• _Task directions_
Please return all of the records that follow, exactly as written.

Saved entries:
━━━━━━━━

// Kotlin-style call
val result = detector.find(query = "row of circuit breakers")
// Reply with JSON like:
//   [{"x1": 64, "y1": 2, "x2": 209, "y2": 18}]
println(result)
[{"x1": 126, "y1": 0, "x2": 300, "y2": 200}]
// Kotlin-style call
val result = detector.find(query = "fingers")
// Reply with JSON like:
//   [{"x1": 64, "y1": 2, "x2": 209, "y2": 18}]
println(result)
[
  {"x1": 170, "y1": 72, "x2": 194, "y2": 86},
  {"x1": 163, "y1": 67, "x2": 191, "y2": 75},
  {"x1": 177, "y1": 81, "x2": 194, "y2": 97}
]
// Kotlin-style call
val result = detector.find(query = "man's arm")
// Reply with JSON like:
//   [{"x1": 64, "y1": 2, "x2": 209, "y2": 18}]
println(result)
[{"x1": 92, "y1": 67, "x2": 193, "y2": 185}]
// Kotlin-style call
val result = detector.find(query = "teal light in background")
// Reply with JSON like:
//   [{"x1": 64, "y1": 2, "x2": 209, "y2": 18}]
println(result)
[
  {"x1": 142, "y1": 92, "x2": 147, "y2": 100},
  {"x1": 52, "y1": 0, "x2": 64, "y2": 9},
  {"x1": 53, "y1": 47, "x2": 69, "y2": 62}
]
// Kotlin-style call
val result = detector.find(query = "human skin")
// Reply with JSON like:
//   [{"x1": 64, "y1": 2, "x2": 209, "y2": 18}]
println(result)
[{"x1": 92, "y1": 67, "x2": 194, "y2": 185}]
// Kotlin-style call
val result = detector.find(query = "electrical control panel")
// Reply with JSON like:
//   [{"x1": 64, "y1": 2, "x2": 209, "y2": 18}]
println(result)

━━━━━━━━

• _Solution_
// Kotlin-style call
val result = detector.find(query = "row of circuit breakers")
// Reply with JSON like:
//   [{"x1": 64, "y1": 2, "x2": 209, "y2": 18}]
println(result)
[{"x1": 126, "y1": 0, "x2": 300, "y2": 200}]
// Kotlin-style call
val result = detector.find(query = "fingers")
// Reply with JSON like:
//   [{"x1": 64, "y1": 2, "x2": 209, "y2": 18}]
println(result)
[
  {"x1": 170, "y1": 72, "x2": 194, "y2": 86},
  {"x1": 163, "y1": 67, "x2": 191, "y2": 75},
  {"x1": 177, "y1": 81, "x2": 194, "y2": 97}
]
// Kotlin-style call
val result = detector.find(query = "man's arm")
// Reply with JSON like:
//   [{"x1": 64, "y1": 2, "x2": 209, "y2": 18}]
println(result)
[{"x1": 92, "y1": 67, "x2": 193, "y2": 185}]
// Kotlin-style call
val result = detector.find(query = "teal light in background")
// Reply with JSON like:
//   [{"x1": 64, "y1": 2, "x2": 209, "y2": 18}]
println(result)
[
  {"x1": 142, "y1": 92, "x2": 147, "y2": 100},
  {"x1": 52, "y1": 0, "x2": 64, "y2": 9},
  {"x1": 53, "y1": 47, "x2": 69, "y2": 62}
]
// Kotlin-style call
val result = detector.find(query = "human skin")
// Reply with JSON like:
//   [{"x1": 64, "y1": 2, "x2": 209, "y2": 18}]
println(result)
[{"x1": 92, "y1": 67, "x2": 194, "y2": 185}]
// Kotlin-style call
val result = detector.find(query = "electrical control panel")
// Reply with JSON like:
//   [{"x1": 64, "y1": 2, "x2": 209, "y2": 18}]
println(result)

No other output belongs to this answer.